I want to check what effect MediaViewer had on file namespace edits. Aggregating the standard MediaWiki dumps over all wikis seems like a pain; is there a more convenient source for that data? Even better if it can be filtered by the editcount of the user at the time of the edit.
I looked at the Edit* EventLogging schemas, but those are either fairly recent or not used. Is there any other source where this information could be retrieved from?
thanks Gergő
places to get edits? Well....the revision table? I'm sort of confused as to what you're looking for, I guess, that the db wouldn't have.
On 7 January 2015 at 20:52, Gergo Tisza gtisza@wikimedia.org wrote:
I want to check what effect MediaViewer had on file namespace edits. Aggregating the standard MediaWiki dumps over all wikis seems like a pain; is there a more convenient source for that data? Even better if it can be filtered by the editcount of the user at the time of the edit.
I looked at the Edit* EventLogging schemas, but those are either fairly recent or not used. Is there any other source where this information could be retrieved from?
thanks Gergő
Analytics mailing list Analytics@lists.wikimedia.org https://lists.wikimedia.org/mailman/listinfo/analytics
On Wed, Jan 7, 2015 at 6:26 PM, Oliver Keyes okeyes@wikimedia.org wrote:
places to get edits? Well....the revision table? I'm sort of confused as to what you're looking for, I guess, that the db wouldn't have.
There are a thousand or so wikis; it would be nice if there was a single table with all the edits. I guess I can generate a query with a thousand unions...
The harder problem is that it would be nice to group by editor activity levels. One of the concerns about MediaViewer was that it makes harder for new editors to understand file pages and start editing them; so it would be a plausible hypothesis that the number of file edits by new editors would drop sharply after making MV default, but the total file edit count wouldn't be visibly affected because it would be dominated by power users who already know how to curate image metadata.
So I would like to look at something like the number of first edits per month, or the number of edits by editors who at the time had less than 10 edits... recovering that kind of data from the revision table seems extremely difficult.
On 8 January 2015 at 02:31, Gergo Tisza gtisza@wikimedia.org wrote:
On Wed, Jan 7, 2015 at 6:26 PM, Oliver Keyes okeyes@wikimedia.org wrote:
places to get edits? Well....the revision table? I'm sort of confused as to what you're looking for, I guess, that the db wouldn't have.
There are a thousand or so wikis; it would be nice if there was a single table with all the edits. I guess I can generate a query with a thousand unions...
We've talked about having a unified db; the problem is some tables exist on some wikis and not on others (and keeping it synced up would be a pain). The most we have is a machine with all of the dbs on it, and a table containing all the dbnames; it should be fairly trivial to write something in Python or similar to iterate through them.
The harder problem is that it would be nice to group by editor activity levels. One of the concerns about MediaViewer was that it makes harder for new editors to understand file pages and start editing them; so it would be a plausible hypothesis that the number of file edits by new editors would drop sharply after making MV default, but the total file edit count wouldn't be visibly affected because it would be dominated by power users who already know how to curate image metadata.

----

# EXERCISE:
Carry on the mailing list thread above about MediaViewer and file namespace edits, starting right after its final sentence.

# DATA BLOCK:
----

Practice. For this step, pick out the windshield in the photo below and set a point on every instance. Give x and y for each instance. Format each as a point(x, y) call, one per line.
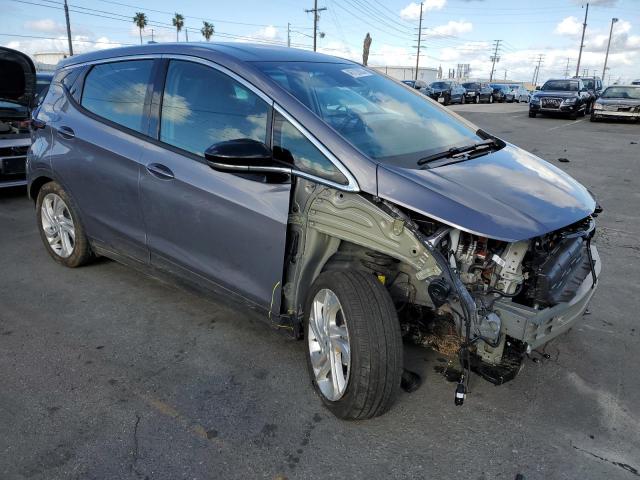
point(622, 92)
point(381, 118)
point(561, 86)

----

# ANSWER BELOW:
So I would like to look at something like the number of first edits per month, or the number of edits by editors who at the time had less than 10 edits... recovering that kind of data from the revision table seems extremely difficult.
Yeah, that is difficult. Aaron has, I believe, precomputed some things; Aaron?
Analytics mailing list Analytics@lists.wikimedia.org https://lists.wikimedia.org/mailman/listinfo/analytics
On Thu, Jan 8, 2015 at 2:33 AM, Oliver Keyes okeyes@wikimedia.org wrote:
On 8 January 2015 at 02:31, Gergo Tisza gtisza@wikimedia.org wrote:
On Wed, Jan 7, 2015 at 6:26 PM, Oliver Keyes okeyes@wikimedia.org
wrote:
places to get edits? Well....the revision table? I'm sort of confused as to what you're looking for, I guess, that the db wouldn't have.
There are a thousand or so wikis; it would be nice if there was a single table with all the edits. I guess I can generate a query with a thousand unions...
We agree. And that's why we're building a data warehouse. We are currently going back and forth with Sean vetting a load process that creates exactly the "edit" table as you describe it. The nice thing about the schema we are putting together is that not only would you be able to see the namespace of the page at the time of query but also throughout the page's history (as it moves from draft to main, etc.)
The harder problem is that it would be nice to group by editor activity levels. One of the concerns about MediaViewer was that it makes harder
for
new editors to understand file pages and start editing them; so it would
be
a plausible hypothesis that the number of file edits by new editors would drop sharply after making MV default, but the total file edit count
wouldn't
be visibly affected because it would be dominated by power users who
already
know how to curate image metadata.
So I would like to look at something like the number of first edits per month, or the number of edits by editors who at the time had less than 10 edits... recovering that kind of data from the revision table seems extremely difficult.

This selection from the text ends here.